- _Written task_:
Quote word for word the lines starting at the line with "Objective — one marker on every instance of the foliage" and ending at the final line of the entries. Leave out any pictures.

- _Stored items from a collection_:
◆ ◆ ◆ ◆ ◆ ◆ ◆

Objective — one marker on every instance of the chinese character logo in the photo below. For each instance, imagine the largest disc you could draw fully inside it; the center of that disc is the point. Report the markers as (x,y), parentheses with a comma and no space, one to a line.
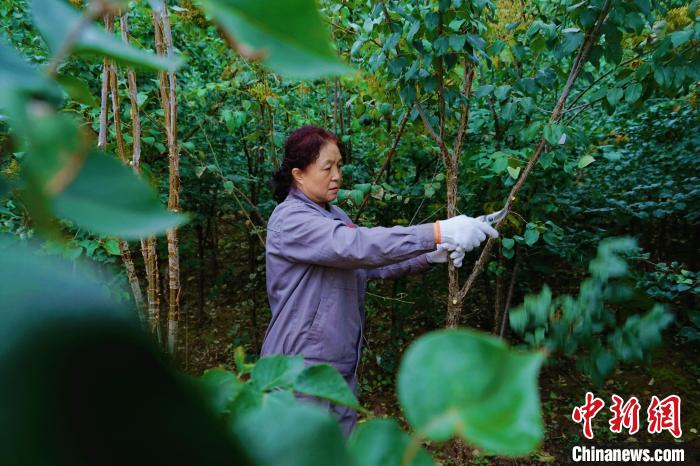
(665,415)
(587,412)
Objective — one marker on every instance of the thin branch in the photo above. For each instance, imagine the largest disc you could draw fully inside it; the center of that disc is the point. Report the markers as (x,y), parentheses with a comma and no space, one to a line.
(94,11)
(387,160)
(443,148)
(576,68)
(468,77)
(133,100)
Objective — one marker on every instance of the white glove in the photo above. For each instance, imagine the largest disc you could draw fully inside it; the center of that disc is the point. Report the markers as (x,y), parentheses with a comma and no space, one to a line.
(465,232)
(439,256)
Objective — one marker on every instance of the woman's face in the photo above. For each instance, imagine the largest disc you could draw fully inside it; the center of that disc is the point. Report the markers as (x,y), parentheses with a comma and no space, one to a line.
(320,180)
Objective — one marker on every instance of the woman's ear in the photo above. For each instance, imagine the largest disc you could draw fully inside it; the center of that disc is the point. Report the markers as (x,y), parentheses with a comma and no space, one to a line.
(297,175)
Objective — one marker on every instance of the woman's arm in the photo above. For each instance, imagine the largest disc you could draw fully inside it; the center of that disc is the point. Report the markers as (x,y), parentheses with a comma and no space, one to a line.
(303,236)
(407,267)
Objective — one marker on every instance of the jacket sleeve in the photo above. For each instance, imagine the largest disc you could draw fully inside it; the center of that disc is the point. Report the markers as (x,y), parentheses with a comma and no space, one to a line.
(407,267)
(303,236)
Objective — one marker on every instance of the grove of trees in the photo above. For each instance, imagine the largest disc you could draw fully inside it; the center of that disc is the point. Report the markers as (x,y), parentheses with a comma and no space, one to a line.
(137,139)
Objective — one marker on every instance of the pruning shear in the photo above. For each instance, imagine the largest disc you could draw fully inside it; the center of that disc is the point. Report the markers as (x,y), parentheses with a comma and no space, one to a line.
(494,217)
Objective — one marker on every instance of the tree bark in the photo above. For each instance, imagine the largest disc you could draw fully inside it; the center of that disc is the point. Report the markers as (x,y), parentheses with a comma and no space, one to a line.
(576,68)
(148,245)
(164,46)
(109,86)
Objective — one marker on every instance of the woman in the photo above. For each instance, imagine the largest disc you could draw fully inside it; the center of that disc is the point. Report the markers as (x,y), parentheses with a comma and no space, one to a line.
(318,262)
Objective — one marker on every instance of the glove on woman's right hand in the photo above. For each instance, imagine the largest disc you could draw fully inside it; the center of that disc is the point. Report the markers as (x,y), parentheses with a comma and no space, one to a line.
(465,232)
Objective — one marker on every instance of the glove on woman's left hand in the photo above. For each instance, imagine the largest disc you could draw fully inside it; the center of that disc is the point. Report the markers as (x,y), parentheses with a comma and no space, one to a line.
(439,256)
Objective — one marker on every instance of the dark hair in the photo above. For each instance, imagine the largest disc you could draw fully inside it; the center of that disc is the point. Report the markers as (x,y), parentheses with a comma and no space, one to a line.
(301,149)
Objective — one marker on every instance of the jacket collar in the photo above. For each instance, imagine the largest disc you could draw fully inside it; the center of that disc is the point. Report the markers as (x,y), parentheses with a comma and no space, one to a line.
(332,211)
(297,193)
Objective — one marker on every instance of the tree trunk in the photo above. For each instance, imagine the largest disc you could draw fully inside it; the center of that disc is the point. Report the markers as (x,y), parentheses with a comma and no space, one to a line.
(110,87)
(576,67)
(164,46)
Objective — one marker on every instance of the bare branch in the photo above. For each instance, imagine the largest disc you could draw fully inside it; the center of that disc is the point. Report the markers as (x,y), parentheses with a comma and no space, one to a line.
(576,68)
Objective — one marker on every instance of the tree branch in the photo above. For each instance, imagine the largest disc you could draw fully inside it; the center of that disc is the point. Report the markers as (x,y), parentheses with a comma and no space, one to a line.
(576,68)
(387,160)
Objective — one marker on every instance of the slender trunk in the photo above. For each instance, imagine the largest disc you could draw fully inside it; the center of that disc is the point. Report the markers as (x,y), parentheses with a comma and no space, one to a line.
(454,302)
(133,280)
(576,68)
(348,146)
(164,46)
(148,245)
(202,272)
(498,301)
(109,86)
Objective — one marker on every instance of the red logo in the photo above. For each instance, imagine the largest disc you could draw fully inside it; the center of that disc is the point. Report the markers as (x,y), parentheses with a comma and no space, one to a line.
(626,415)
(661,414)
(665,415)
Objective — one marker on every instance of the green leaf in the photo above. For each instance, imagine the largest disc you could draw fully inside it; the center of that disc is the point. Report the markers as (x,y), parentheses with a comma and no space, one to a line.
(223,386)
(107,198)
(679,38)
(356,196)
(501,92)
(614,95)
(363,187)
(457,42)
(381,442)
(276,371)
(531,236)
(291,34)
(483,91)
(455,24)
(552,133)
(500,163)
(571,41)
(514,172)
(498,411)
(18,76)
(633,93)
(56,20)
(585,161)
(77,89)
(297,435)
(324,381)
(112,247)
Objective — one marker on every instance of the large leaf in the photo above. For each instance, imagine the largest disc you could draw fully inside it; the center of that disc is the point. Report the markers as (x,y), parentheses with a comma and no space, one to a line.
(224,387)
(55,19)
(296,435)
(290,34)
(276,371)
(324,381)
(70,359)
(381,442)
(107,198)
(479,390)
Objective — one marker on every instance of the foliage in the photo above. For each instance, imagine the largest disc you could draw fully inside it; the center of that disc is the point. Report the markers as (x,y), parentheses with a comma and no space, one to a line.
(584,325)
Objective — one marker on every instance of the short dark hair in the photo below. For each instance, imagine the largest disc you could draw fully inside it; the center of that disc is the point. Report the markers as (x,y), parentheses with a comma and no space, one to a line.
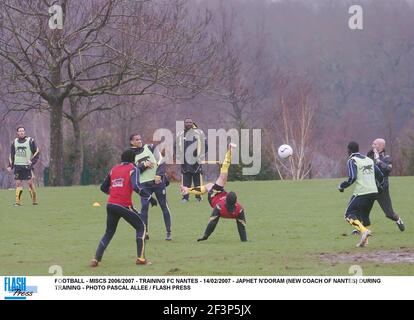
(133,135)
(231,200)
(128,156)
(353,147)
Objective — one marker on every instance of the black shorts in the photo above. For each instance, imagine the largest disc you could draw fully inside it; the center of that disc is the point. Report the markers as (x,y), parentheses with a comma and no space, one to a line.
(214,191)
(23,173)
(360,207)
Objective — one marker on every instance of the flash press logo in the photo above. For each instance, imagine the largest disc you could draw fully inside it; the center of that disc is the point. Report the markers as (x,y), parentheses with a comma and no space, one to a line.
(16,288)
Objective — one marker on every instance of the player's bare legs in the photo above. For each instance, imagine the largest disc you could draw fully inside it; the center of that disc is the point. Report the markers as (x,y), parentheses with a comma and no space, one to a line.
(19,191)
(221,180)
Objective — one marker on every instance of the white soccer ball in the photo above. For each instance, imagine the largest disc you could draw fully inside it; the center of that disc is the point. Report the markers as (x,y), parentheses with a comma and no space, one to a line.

◆ ◆ ◆ ◆ ◆ ◆ ◆

- _Task solution_:
Objective — one marker on every instance of the foliage in the photo above. For each instance, imagine the largest disc you could draw fully inside it; the center of that disc is the point. Report the markers as (x,y), parentheses with a comma and no space, one to a line.
(584,325)
Objective — one marker on every instance of the short dark hair in the photo below. For each instance, imagine the largest disc you could draw fully inside it; the center of that disc is the point. Report the markers as (x,y), parentheses with a comma and no space, one to a line.
(133,135)
(231,200)
(128,156)
(353,147)
Objective — one marker on every instance of the black shorts in the photo above. For each instance, imagine the largest disc you could draw fully inside it; the center of that disc is the point. Report the markers as (x,y), parentheses with a comma and no space, one to a line.
(214,191)
(23,173)
(360,207)
Objective — one marker on every instance of the flash press logo in the photo above. For each instance, imagine the largest disc you could draw fully inside it; the center of that disc is the point. Report the markers as (x,y), parentheses with a comma and no space, one to a line.
(16,288)
Objective — one marker on every instance of the player's bare legs in the photo above. For each instance, imagine the largest disc you could draw fully inside it; the center of that disc is the point. Report the markers as (x,y), parentheses with a comma and no space, one to a line.
(19,191)
(221,180)
Objective — one marker on every instance of the white soccer ball in the photo above. For each instance, imagine the largest disc you could draw fully inside it; the center of that disc is the point. Report the markers as (x,y), parentheses with a comma and no space, one to a line.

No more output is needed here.